## [Instructions for the task]
Can you convert the entries from the line containing "of the sky." through the end of the entries, inclusive, into a JSON list of strings with one string per line and blank lines left out?
>> Begin
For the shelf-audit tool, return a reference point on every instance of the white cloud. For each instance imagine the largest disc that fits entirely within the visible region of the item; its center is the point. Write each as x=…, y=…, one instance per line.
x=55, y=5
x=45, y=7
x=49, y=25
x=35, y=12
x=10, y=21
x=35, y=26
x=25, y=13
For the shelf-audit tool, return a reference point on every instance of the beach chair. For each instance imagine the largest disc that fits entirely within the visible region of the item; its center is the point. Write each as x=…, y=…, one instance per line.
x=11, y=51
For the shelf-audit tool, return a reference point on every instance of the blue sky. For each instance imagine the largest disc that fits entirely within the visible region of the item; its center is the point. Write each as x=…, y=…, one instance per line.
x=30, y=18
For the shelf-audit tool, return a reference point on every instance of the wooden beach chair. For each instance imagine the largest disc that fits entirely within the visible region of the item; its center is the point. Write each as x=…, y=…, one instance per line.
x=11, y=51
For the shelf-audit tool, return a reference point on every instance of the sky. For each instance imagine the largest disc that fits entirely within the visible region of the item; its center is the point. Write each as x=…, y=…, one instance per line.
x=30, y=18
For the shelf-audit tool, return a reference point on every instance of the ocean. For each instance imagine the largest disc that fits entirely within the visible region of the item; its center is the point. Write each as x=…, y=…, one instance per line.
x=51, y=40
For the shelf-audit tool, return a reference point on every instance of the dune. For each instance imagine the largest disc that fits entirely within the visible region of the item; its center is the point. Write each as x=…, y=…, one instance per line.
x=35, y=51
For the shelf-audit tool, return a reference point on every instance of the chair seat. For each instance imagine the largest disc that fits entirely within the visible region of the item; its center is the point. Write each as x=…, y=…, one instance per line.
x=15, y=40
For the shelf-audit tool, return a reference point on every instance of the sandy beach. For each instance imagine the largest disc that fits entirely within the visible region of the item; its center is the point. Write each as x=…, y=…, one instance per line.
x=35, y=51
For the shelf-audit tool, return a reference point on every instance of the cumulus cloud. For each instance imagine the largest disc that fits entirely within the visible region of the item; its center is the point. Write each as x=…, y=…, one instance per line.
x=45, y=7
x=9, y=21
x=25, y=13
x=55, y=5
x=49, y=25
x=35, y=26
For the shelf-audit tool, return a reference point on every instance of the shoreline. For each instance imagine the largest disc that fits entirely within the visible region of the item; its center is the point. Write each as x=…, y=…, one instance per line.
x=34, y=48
>> End
## [Response to this task]
[
  "For the shelf-audit tool, return a reference point on every instance of the sky. For each instance imagine the largest disc that fits entirely within the visible region of the item; its center is the point. Write each as x=…, y=…, one instance per line.",
  "x=30, y=18",
  "For the shelf-audit tool, return a reference point on every instance of the ocean. For each instance imagine the largest disc that fits entirely within the visible region of the item; its center is the point. Write each as x=…, y=…, one instance per line.",
  "x=51, y=40",
  "For the shelf-audit tool, return a reference point on every instance of the dune. For each instance imagine the largest disc that fits entirely within the visible region of the item; its center is the point. Write each as x=…, y=…, one instance per line.",
  "x=35, y=51",
  "For the shelf-audit tool, return a reference point on every instance of the chair seat. For each instance imagine the largest disc that fits entirely within the visible region of the item; its center is the point. Write each as x=…, y=…, one instance per line.",
  "x=15, y=40",
  "For the shelf-audit tool, return a reference point on every instance of the sandy beach. For each instance imagine the largest disc that fits entirely within the visible region of the item; its center is the point. Write each as x=…, y=…, one instance per line.",
  "x=35, y=51",
  "For the shelf-audit tool, return a reference point on every instance of the cumulus cloud. For each instance imagine the largest disc that fits entirely within the visible region of the item; its center is the point. Write each as x=…, y=…, one instance per line.",
  "x=45, y=7",
  "x=9, y=21",
  "x=25, y=13",
  "x=55, y=5",
  "x=49, y=25",
  "x=35, y=26",
  "For the shelf-audit tool, return a reference point on every instance of the shoreline. For each instance imagine the largest disc that fits entirely within the visible region of the item; its center is the point. Write each as x=…, y=…, one instance per line.",
  "x=34, y=48"
]